> Work request 1
Answer these questions from the Demirtaş biography, one per line:
(a) From which department at Boğaziçi University did he graduate?
(b) What degree did he receive from Boston College, and in what year?
(c) In what year did he join Sabancı University?
> Work request 2
Please list every university or college named in the Demirtaş biography.
> Work request 3
Extract the passage of the Demirtaş biography from "Kemal Özgür Demirtaş" up to and including "(CEF) in 2014.".

> Excerpt to read
= = = = = = =

Turkish economist (born 1976)

Kemal Özgür Demirtaş (born August 12, 1975, Ankara) is a Turkish Finance Professor.

==Biography==
Demirtas graduated from the Department of Electrical and Electronics Engineering at Boğaziçi University in 1998. He received his Ph.D. degree in finance from Boston College in 2003.

===Academic career===
He began his career at Baruch College, City University of New York (CUNY), as a tenure track Assistant Professor in 2003. He was tenured and promoted to Associate Professor at Baruch (CUNY) in 2007. He joined Sabancı University in 2012. Demirtas was appointed as the Founding Chairman of Center of Excellence in Finance (CEF) in 2014.

= = = = = = =

> Data for review
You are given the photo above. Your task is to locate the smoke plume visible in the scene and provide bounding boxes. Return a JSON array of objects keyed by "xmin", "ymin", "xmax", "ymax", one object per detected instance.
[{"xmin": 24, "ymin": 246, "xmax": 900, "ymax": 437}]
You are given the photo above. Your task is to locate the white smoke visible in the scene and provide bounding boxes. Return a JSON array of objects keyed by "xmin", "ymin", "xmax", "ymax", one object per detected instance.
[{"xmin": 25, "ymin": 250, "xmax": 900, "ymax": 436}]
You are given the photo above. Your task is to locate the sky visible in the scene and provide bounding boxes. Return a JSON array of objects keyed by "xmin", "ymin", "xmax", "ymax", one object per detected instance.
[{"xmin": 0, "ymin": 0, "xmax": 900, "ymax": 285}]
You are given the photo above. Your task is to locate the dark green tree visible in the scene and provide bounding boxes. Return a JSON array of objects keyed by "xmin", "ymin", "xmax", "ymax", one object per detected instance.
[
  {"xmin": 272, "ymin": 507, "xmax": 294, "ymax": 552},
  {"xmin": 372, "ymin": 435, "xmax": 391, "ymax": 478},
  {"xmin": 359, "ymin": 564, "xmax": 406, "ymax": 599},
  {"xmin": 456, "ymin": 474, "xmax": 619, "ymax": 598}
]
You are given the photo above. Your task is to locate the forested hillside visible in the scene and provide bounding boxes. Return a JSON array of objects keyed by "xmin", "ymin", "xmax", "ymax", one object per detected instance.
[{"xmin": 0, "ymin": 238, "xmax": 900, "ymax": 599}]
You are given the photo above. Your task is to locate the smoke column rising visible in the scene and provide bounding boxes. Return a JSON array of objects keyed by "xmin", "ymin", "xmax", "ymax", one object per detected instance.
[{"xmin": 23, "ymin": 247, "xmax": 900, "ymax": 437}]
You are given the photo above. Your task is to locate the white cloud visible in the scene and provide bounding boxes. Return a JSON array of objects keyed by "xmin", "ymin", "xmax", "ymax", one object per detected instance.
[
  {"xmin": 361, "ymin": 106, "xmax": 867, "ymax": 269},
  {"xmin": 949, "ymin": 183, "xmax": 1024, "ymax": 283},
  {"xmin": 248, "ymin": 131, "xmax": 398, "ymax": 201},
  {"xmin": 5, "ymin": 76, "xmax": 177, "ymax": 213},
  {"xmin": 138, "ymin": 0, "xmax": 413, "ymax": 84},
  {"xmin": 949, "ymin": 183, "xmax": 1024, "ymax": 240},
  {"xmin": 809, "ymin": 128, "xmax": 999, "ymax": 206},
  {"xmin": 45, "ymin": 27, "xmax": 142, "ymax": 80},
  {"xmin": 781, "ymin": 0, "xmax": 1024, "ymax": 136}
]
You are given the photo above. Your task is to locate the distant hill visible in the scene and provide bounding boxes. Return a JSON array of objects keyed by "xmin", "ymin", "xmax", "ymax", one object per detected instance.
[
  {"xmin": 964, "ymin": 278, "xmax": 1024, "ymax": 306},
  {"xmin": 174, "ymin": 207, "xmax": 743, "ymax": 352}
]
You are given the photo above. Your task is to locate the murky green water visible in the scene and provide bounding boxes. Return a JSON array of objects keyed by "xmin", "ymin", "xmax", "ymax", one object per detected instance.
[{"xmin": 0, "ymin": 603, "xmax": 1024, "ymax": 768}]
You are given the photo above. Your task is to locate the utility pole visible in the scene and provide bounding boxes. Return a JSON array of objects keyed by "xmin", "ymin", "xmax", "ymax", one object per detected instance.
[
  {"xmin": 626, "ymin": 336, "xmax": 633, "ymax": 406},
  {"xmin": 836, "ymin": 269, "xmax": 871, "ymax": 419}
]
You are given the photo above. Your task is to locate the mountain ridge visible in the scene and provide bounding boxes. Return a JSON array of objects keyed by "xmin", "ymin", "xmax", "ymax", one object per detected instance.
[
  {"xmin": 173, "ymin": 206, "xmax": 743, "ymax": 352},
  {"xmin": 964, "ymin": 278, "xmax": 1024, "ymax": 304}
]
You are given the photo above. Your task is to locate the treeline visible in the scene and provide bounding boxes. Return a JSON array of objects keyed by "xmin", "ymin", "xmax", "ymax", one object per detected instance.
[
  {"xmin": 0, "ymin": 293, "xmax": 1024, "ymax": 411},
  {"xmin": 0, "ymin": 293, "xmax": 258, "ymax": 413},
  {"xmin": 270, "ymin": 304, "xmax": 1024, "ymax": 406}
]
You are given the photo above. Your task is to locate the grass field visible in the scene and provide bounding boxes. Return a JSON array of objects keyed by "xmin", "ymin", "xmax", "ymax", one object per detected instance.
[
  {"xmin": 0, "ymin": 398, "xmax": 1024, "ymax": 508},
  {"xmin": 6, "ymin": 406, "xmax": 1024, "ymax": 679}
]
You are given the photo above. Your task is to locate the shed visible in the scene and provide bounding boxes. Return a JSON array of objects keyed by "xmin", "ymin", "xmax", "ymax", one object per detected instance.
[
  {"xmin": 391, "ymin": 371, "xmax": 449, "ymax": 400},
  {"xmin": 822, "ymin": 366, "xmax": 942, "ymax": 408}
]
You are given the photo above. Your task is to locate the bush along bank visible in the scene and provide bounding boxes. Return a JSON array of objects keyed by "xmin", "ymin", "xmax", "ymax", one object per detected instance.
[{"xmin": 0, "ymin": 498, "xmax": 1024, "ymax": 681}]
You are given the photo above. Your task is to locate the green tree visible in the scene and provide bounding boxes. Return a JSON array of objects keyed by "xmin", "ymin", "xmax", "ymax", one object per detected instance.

= = = = = = =

> Exercise solution 1
(a) The Department of Electrical and Electronics Engineering
(b) A Ph.D. in finance, in 2003
(c) 2012

> Exercise solution 2
Boğaziçi University
Boston College
Baruch College
City University of New York (CUNY)
Sabancı University

> Exercise solution 3
Kemal Özgür Demirtaş (born August 12, 1975, Ankara) is a Turkish Finance Professor.

==Biography==
Demirtas graduated from the Department of Electrical and Electronics Engineering at Boğaziçi University in 1998. He received his Ph.D. degree in finance from Boston College in 2003.

===Academic career===
He began his career at Baruch College, City University of New York (CUNY), as a tenure track Assistant Professor in 2003. He was tenured and promoted to Associate Professor at Baruch (CUNY) in 2007. He joined Sabancı University in 2012. Demirtas was appointed as the Founding Chairman of Center of Excellence in Finance (CEF) in 2014.